#### Source material:
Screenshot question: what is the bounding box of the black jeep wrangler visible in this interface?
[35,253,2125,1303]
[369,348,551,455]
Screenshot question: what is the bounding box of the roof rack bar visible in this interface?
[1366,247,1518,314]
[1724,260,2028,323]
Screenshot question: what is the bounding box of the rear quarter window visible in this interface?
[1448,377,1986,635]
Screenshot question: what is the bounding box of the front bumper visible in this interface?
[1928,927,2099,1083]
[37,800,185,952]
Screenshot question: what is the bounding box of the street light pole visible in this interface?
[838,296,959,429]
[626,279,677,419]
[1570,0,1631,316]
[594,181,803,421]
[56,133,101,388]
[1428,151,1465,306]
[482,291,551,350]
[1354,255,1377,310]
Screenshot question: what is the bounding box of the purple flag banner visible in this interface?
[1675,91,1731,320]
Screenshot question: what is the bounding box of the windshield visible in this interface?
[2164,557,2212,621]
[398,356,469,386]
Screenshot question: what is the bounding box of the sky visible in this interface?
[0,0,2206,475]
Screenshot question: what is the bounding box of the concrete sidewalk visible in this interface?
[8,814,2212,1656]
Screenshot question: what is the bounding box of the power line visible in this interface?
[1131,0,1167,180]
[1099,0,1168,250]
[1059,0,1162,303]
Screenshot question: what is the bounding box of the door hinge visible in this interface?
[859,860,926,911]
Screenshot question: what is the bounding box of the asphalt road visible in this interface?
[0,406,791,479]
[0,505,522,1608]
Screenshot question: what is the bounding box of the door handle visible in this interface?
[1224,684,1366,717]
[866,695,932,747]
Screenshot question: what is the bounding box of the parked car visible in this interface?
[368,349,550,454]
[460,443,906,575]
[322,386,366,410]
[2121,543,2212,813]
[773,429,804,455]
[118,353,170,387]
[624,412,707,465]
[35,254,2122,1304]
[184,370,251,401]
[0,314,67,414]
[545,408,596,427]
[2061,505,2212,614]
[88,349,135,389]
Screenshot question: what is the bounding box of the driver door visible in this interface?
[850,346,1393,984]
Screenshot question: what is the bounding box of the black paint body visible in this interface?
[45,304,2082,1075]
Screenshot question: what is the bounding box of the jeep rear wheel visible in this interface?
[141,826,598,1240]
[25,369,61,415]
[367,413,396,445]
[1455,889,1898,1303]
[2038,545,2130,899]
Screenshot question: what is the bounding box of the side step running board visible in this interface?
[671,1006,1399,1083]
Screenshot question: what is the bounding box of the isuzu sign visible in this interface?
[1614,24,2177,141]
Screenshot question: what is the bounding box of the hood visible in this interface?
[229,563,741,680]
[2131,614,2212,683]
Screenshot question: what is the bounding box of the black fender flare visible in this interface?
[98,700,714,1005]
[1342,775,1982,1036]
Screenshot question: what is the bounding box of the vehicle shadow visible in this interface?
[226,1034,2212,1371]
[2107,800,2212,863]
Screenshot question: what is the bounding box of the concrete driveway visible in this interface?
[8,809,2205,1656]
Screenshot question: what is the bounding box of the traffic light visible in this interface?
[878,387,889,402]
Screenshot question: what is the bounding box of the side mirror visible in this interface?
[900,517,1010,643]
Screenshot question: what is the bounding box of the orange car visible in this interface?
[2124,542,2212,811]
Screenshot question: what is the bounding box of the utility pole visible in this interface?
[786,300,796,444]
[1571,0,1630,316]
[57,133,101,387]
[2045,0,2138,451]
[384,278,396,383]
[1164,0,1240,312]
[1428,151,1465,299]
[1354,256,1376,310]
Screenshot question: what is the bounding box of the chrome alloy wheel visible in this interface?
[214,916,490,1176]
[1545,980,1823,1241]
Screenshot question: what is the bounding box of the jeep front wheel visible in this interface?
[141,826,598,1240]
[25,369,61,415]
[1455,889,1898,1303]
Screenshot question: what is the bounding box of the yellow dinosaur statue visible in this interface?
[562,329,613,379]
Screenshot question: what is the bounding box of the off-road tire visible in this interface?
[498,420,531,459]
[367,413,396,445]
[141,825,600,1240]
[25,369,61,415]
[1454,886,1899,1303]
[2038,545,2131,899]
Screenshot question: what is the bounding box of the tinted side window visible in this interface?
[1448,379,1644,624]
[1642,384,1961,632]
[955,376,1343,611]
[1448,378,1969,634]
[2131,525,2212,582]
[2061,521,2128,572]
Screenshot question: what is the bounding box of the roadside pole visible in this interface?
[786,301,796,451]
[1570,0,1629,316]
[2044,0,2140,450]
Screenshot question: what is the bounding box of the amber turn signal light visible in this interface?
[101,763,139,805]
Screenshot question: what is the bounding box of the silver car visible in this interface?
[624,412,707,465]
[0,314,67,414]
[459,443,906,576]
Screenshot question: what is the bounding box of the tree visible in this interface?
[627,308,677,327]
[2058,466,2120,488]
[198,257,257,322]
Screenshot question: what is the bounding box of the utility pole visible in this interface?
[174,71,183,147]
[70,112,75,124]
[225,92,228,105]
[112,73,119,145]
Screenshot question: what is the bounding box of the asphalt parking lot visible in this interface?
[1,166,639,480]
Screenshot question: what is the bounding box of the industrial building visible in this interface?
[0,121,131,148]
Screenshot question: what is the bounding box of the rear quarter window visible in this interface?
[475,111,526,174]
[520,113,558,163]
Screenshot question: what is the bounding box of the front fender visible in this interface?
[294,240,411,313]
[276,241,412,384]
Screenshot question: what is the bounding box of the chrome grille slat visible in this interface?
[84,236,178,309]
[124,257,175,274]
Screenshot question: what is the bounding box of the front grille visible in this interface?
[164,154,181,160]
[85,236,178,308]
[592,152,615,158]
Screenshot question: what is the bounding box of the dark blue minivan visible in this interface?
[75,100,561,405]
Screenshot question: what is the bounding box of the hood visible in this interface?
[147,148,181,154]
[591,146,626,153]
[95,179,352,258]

#### Task brief:
Print the entries again so that each one matches exactly.

#### Result below:
Screenshot question: what is the bounding box of the black jeep wrangler visible in this interface?
[35,253,2125,1303]
[369,348,551,455]
Screenshot question: what is the bounding box of the roof rack bar visible in this interface?
[1366,247,1518,314]
[1724,260,2028,323]
Screenshot question: what is the bounding box of the rear quarter window visible in this interface?
[1448,377,1986,635]
Screenshot question: what is the bounding box of the front bumper visible in this interface?
[1928,927,2099,1083]
[37,800,185,952]
Screenshot question: what is the bounding box of the street light pole visible in this interface?
[838,296,959,429]
[626,279,677,419]
[1570,0,1631,316]
[594,181,803,421]
[56,133,101,388]
[1428,151,1465,306]
[482,291,551,350]
[1354,255,1377,310]
Screenshot question: what is the bounding box of the purple flag banner visible in this interface?
[1675,91,1731,320]
Screenshot question: what is the bounding box of the windshield visible in this interface?
[2164,557,2212,621]
[398,356,469,386]
Screenshot question: what is the bounding box of the sky visible in this interface?
[0,0,2206,475]
Screenshot question: what is the bounding box of the concrete sidewalk visible in this interface?
[8,814,2212,1656]
Screenshot question: what is the bounding box of the power line visible in this interface?
[1131,0,1167,180]
[1099,0,1168,250]
[1059,0,1162,303]
Screenshot question: what is the bounding box of the door hinge visible in this interface?
[859,860,926,911]
Screenshot question: what is the bounding box of the asphalt road visible in this interface?
[0,406,791,479]
[0,505,522,1608]
Screenshot question: what is the bounding box of the door handle visible in this interface?
[1224,684,1366,717]
[866,695,932,747]
Screenshot question: what is the bounding box of the parked car visible in this interface?
[368,349,550,454]
[460,443,906,575]
[322,386,366,410]
[2121,543,2212,813]
[773,429,804,455]
[118,353,170,387]
[624,412,707,465]
[35,254,2122,1304]
[184,370,251,401]
[0,314,67,414]
[545,408,596,427]
[2061,505,2212,614]
[88,349,135,389]
Screenshot question: what is the bounding box of the driver door visible in this interface?
[850,346,1393,984]
Screenshot question: what is the bounding box of the black paint body visible in this interface?
[45,304,2082,1075]
Screenshot question: what is the bounding box of the jeep rear wheel visible in this interface?
[141,826,598,1240]
[25,369,61,415]
[367,413,396,445]
[1455,889,1898,1303]
[2038,545,2130,899]
Screenshot question: what is the bounding box of the side step running board visible in this interface?
[671,1006,1399,1083]
Screenshot question: what is the bounding box of the isuzu sign visible in this interface?
[1614,24,2177,141]
Screenshot question: what is the bounding box of the hood visible in this interface?
[229,563,741,680]
[2131,614,2212,683]
Screenshot question: what is the bounding box of the black fender flare visible in this interface?
[98,700,714,1005]
[1342,775,1982,1036]
Screenshot question: what is the bounding box of the vehicle shadow visible in this interface?
[226,1034,2212,1371]
[2107,800,2212,863]
Screenshot question: what is the bounding box of the concrete driveway visible in this interface?
[8,809,2205,1656]
Screenshot question: what is the bounding box of the traffic light visible in this interface?
[878,387,889,402]
Screenshot question: what is the bounding box of the side mirror visible in this interface?
[900,517,1010,643]
Screenshot question: what is the bounding box of the orange car visible in this interface?
[2124,542,2212,811]
Screenshot question: what is the bounding box of the utility pole visible in this interface?
[786,300,796,444]
[1571,0,1630,316]
[57,133,101,387]
[2045,0,2138,451]
[384,278,396,383]
[1164,0,1240,312]
[1428,151,1465,299]
[1354,256,1376,310]
Screenshot question: what is the bounding box of the chrome alloy wheel visible in this interface?
[214,916,490,1176]
[1545,980,1823,1241]
Screenshot question: what is the bounding box of the jeep front wheel visible in this interface?
[141,826,598,1240]
[25,369,61,415]
[1455,889,1898,1303]
Screenshot question: what is the bounding box of the yellow dinosaur statue visible in this interface?
[562,329,613,379]
Screenshot question: what is the bounding box of the off-road tire visible in this interface?
[498,420,531,459]
[367,413,396,445]
[141,825,600,1240]
[25,369,61,415]
[1454,886,1899,1303]
[2038,545,2131,899]
Screenshot question: what is the bounding box of the tinted side window visible in this interface?
[1448,379,1644,624]
[1642,384,1961,632]
[955,376,1343,611]
[1448,378,1969,634]
[2131,525,2212,582]
[2061,521,2128,572]
Screenshot question: what is the bounding box of the roadside pole visible in this interface?
[786,301,796,451]
[1570,0,1629,316]
[2044,0,2140,450]
Screenshot question: what is the bounding box of the amber turn signal light visible in this interface?
[101,763,139,805]
Screenshot question: what is the bounding box of the silver car visible in this interface?
[624,412,707,465]
[0,314,67,414]
[459,443,906,576]
Screenshot question: what is the bounding box of the tree visible in this interface?
[627,308,677,327]
[2058,466,2120,488]
[198,257,257,322]
Screenshot question: what is the bounding box of the utility pole visible in this interface?
[174,71,183,147]
[70,112,75,124]
[225,92,228,105]
[112,73,119,145]
Screenshot question: what is the bounding box of the asphalt parking lot visible in this interface?
[1,166,639,480]
Screenshot question: what is the bounding box of the industrial building visible in this interface?
[0,121,131,148]
Screenshot question: what is the bounding box of the rear quarter window visible in this interface?
[475,111,526,174]
[520,113,558,163]
Screenshot question: what is the bounding box of the front fender visible in this interface?
[294,240,411,313]
[276,241,412,384]
Screenshot question: what is the bounding box of the chrome grille slat visible in this interface?
[84,236,178,309]
[124,257,175,274]
Screenshot question: what is the bounding box of the front grille visible in this interface?
[164,154,181,160]
[85,236,178,308]
[592,152,615,158]
Screenshot question: what is the bounding box of the dark blue minivan visible in this interface?
[75,100,561,405]
Screenshot question: what is the bounding box of the hood visible in this interface?
[147,148,181,154]
[591,146,626,153]
[95,179,352,258]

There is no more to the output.